● TASK BRIEF
Please return the records below verbatim, beginning at the line that contains "tag: blurred green background | output bbox" and ending after the line that contains "[297,34,430,119]", with both of those lines included. Omit the pictures from your answer.

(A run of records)
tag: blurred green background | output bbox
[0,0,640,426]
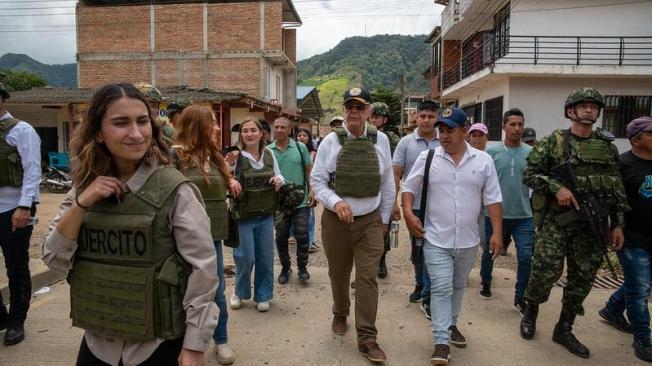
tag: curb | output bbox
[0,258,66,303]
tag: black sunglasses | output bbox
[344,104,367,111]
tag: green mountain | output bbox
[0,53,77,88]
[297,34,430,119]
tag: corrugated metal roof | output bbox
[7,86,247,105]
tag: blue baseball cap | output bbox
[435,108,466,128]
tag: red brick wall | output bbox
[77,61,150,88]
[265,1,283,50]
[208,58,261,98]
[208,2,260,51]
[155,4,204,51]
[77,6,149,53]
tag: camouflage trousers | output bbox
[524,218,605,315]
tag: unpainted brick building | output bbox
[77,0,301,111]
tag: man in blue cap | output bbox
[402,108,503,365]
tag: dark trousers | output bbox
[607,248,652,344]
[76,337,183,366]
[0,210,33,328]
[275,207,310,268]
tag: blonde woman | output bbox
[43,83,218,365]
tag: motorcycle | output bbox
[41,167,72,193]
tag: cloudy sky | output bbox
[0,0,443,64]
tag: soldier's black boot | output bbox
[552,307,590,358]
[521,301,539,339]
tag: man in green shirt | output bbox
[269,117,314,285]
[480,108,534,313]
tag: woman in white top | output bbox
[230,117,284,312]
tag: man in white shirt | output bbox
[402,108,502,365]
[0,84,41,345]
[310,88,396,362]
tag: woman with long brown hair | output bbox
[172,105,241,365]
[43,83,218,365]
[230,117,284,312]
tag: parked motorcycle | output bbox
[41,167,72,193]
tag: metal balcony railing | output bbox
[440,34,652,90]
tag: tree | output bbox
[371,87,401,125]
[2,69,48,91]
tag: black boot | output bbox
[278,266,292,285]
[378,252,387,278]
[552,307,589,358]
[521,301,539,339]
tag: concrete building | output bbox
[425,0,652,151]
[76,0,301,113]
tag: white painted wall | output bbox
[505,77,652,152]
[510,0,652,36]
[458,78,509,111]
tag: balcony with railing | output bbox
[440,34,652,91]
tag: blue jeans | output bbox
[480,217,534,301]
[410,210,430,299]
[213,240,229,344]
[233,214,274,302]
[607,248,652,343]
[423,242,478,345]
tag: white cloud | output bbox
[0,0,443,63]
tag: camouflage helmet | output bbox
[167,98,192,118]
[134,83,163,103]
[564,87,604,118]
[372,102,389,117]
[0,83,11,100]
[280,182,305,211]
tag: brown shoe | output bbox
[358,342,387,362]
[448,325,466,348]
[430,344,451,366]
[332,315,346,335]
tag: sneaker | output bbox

* * *

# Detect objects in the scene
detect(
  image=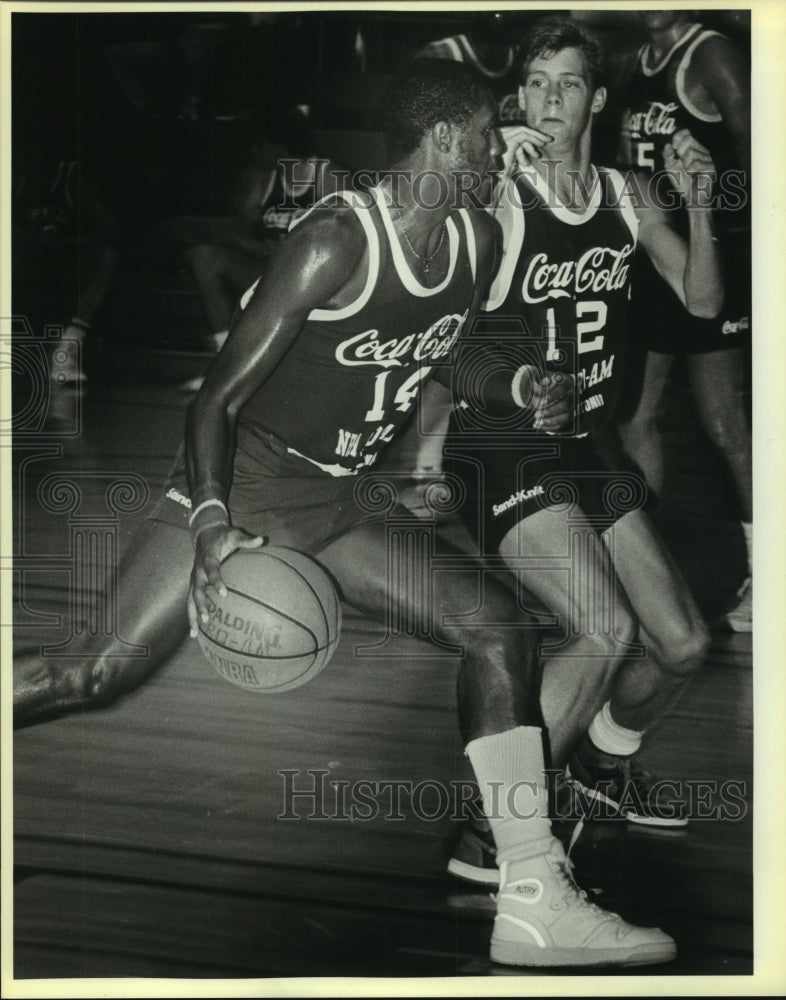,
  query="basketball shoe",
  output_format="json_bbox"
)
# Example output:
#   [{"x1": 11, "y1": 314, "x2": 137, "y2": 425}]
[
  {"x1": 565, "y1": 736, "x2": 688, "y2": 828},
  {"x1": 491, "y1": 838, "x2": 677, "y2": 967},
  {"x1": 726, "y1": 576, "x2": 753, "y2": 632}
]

● FULL SOLUTION
tag: blurred green background | output bbox
[0,0,640,426]
tag: curb | output bbox
[0,258,66,303]
tag: black sunglasses | output bbox
[344,104,367,111]
tag: green mountain | output bbox
[0,53,77,88]
[297,34,430,119]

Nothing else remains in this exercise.